DATA IN THIS EXERCISE:
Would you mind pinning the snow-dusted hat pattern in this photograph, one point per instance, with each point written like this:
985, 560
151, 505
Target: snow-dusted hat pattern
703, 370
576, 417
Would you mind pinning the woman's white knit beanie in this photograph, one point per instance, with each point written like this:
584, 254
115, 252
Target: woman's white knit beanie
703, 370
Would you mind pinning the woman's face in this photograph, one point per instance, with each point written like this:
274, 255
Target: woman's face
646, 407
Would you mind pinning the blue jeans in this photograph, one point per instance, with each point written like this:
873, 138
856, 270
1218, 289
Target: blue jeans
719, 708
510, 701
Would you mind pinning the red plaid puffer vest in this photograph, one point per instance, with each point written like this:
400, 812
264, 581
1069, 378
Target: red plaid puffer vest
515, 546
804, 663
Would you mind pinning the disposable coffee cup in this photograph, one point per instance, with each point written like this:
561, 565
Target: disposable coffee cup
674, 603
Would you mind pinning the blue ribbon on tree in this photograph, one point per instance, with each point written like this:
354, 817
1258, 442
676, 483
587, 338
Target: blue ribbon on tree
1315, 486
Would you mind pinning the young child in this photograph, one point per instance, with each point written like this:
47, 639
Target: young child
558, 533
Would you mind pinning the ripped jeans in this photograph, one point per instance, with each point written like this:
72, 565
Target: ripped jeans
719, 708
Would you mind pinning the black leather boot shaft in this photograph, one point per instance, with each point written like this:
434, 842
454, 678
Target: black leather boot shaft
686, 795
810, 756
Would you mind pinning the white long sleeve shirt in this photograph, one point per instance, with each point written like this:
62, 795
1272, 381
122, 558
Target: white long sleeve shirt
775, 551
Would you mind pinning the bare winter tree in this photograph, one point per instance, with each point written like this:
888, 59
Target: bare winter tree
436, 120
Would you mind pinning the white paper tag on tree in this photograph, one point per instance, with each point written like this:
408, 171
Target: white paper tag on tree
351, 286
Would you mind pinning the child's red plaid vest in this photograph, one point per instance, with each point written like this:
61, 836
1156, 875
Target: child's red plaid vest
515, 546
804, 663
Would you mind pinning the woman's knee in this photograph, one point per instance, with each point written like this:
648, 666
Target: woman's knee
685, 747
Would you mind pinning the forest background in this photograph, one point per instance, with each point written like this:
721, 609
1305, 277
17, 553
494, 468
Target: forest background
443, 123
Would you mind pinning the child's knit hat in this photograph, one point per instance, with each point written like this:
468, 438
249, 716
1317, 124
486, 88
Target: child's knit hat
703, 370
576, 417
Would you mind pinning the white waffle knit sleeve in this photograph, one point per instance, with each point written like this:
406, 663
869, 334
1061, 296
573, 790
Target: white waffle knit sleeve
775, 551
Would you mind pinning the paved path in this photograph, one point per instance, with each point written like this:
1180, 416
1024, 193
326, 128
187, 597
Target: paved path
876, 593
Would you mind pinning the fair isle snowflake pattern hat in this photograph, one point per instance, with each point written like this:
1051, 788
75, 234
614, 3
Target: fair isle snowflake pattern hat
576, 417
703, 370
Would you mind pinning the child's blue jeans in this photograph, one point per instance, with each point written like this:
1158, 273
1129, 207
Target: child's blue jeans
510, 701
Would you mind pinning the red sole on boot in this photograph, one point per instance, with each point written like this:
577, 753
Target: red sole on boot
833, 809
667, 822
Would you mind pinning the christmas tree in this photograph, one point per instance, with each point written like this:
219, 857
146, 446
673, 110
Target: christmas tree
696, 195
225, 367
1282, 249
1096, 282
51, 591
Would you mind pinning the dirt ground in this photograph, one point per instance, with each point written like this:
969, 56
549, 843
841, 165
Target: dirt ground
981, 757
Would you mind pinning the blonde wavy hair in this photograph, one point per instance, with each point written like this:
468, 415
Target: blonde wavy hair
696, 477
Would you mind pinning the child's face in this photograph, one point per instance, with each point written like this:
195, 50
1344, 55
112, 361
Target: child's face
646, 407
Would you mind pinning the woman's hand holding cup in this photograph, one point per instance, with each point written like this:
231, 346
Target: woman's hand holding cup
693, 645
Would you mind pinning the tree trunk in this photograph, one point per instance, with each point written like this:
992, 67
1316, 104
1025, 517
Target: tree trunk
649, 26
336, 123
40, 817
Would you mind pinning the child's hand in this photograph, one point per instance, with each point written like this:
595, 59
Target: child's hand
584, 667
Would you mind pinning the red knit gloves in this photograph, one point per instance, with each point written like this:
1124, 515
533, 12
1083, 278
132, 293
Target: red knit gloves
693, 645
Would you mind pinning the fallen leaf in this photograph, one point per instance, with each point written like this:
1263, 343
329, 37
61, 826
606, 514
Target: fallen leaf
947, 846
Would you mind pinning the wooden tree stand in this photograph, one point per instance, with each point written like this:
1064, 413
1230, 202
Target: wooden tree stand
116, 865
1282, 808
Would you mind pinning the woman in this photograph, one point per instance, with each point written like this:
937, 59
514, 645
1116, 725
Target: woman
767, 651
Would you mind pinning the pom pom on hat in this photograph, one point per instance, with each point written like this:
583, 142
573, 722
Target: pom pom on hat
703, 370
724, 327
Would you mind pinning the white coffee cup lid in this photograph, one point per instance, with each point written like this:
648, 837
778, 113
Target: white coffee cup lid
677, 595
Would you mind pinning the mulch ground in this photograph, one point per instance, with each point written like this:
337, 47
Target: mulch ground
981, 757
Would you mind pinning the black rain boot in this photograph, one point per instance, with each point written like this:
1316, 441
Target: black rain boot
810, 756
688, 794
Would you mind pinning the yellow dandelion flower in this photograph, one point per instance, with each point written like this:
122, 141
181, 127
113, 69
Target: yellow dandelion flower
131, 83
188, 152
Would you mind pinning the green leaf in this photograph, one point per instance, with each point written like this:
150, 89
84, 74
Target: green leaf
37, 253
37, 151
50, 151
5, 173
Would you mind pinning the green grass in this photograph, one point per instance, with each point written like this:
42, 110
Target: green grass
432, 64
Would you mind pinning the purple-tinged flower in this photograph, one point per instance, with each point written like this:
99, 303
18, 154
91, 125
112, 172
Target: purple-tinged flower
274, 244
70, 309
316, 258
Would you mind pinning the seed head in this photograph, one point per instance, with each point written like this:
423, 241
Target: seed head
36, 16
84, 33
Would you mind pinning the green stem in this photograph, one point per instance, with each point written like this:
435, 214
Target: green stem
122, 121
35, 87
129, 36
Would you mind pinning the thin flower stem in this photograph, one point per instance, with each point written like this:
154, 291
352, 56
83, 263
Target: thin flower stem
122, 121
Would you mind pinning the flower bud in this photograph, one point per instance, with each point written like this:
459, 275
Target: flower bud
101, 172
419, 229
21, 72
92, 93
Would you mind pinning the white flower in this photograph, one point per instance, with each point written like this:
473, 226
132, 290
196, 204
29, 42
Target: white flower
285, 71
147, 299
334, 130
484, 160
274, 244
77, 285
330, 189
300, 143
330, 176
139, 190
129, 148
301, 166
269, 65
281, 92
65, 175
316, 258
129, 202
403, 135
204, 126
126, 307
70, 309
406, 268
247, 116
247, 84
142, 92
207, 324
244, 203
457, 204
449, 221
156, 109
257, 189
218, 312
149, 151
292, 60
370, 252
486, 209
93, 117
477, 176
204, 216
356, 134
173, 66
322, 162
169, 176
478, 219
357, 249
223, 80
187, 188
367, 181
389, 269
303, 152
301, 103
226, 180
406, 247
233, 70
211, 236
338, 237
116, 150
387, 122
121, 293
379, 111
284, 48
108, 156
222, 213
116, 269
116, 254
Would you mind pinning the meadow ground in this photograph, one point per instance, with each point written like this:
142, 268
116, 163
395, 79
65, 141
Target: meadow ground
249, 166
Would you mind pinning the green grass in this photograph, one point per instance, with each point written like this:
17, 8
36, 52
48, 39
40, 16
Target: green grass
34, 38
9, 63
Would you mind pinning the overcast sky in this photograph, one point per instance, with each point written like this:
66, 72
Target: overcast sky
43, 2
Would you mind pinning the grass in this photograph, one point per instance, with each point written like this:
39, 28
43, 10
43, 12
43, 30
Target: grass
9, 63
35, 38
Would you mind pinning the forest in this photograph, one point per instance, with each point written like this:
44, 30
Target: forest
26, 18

OBJECTIVE: Print exactly the lines from the one with "Would you mind pinning the overcast" through the end of the data, inclusive.

THE REPLY:
Would you mind pinning the overcast sky in this photograph, one point per instance, with each point written like this:
66, 72
Target: overcast sky
43, 2
Would you mind pinning the grass in this photograph, one point per instance, with each point written like this:
39, 28
43, 10
43, 12
43, 30
Target: grass
9, 63
35, 38
Would you mind pinning the forest in this photograph, one point per instance, with each point written like this:
44, 30
Target: forest
26, 18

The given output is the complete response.